*Records for this exercise:*
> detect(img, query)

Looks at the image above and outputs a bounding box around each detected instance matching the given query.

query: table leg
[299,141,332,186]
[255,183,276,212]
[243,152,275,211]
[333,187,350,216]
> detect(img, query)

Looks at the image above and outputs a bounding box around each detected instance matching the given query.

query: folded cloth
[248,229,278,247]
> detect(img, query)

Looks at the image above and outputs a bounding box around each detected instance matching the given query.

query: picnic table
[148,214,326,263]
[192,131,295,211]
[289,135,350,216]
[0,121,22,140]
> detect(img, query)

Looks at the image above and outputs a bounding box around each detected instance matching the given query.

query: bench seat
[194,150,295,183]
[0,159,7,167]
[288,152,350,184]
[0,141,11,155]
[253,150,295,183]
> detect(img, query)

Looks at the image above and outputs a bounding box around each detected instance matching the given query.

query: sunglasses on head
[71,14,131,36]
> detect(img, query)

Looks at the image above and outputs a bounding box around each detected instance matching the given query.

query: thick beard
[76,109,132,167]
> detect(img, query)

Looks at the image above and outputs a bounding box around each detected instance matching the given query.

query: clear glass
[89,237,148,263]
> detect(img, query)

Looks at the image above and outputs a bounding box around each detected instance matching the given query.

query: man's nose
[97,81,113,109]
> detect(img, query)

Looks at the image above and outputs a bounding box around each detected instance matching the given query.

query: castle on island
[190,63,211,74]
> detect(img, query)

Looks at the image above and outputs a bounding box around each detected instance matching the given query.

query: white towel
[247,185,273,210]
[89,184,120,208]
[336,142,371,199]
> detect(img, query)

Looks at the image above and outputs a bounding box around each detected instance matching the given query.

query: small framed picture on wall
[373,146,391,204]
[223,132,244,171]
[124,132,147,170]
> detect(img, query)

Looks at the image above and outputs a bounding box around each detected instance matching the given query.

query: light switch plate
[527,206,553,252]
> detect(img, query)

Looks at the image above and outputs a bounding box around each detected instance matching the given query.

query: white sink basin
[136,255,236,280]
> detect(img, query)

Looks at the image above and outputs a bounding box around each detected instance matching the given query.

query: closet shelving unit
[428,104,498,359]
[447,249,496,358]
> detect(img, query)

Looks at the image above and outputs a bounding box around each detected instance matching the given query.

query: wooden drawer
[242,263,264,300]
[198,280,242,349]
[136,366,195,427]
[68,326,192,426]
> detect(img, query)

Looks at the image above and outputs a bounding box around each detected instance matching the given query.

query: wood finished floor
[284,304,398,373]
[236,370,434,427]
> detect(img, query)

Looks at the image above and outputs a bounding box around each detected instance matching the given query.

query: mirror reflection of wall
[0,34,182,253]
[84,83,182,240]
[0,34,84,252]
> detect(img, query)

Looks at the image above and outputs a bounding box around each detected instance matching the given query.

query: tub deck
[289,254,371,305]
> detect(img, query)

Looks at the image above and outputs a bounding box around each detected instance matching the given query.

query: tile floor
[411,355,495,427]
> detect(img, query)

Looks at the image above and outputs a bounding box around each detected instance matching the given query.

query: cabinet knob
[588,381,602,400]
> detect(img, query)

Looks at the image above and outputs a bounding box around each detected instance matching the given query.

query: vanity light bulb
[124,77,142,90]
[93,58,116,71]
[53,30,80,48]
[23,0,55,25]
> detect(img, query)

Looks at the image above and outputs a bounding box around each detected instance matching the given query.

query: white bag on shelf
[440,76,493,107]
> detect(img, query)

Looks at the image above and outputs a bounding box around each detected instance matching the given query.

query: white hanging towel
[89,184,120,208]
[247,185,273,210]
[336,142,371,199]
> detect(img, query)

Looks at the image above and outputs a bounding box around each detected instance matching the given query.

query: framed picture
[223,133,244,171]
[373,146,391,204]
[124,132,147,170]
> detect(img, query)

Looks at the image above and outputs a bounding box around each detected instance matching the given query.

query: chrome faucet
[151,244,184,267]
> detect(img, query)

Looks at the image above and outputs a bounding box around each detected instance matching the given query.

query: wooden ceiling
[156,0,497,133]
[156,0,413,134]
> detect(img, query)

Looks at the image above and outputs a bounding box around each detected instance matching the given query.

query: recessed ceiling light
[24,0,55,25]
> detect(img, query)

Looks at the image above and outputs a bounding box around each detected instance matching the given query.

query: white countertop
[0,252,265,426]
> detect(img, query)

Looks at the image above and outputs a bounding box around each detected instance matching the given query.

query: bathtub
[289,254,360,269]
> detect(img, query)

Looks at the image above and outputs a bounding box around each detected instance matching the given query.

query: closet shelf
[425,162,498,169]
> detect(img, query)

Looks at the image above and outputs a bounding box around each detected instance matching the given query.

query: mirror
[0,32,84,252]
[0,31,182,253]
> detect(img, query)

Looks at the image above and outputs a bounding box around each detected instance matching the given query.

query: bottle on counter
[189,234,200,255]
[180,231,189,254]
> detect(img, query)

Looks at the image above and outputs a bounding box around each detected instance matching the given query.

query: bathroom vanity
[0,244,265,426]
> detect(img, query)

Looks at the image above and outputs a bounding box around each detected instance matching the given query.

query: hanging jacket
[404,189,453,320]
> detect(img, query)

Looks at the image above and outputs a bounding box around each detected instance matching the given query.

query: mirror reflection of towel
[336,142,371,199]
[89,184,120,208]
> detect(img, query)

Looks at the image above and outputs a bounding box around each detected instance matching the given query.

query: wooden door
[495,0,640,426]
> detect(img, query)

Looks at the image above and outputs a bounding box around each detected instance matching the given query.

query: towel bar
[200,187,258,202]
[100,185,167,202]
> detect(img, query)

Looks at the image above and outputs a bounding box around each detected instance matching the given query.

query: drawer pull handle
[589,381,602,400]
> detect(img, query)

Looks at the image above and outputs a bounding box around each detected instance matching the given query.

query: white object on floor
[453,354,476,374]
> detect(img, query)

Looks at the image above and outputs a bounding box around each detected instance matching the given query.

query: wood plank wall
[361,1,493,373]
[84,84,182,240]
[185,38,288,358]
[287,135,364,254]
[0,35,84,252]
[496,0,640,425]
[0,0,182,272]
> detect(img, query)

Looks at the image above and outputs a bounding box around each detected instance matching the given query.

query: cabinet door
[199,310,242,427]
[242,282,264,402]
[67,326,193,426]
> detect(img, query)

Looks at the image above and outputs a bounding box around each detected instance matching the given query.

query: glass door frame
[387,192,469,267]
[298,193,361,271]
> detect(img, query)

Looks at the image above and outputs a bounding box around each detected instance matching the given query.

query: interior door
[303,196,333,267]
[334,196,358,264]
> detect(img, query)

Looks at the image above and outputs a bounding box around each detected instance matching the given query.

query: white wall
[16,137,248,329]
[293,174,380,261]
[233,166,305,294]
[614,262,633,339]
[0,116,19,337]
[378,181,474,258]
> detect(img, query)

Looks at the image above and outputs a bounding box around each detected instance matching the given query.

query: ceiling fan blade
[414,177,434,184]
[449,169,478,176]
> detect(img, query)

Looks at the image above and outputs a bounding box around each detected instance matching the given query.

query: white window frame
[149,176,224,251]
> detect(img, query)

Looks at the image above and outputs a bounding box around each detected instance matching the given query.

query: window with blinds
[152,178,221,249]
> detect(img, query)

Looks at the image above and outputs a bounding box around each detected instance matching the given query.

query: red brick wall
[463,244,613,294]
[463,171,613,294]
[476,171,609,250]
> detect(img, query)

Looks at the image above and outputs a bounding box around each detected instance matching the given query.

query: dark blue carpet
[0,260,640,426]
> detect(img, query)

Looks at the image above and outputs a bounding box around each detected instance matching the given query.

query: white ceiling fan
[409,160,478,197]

*Request:* Select and copy each line of the data above that contains the string "door", treating uppercase and lowercase letters as distinct.

*Correct result:*
query: wooden door
query: cabinet door
query: glass door frame
query: interior door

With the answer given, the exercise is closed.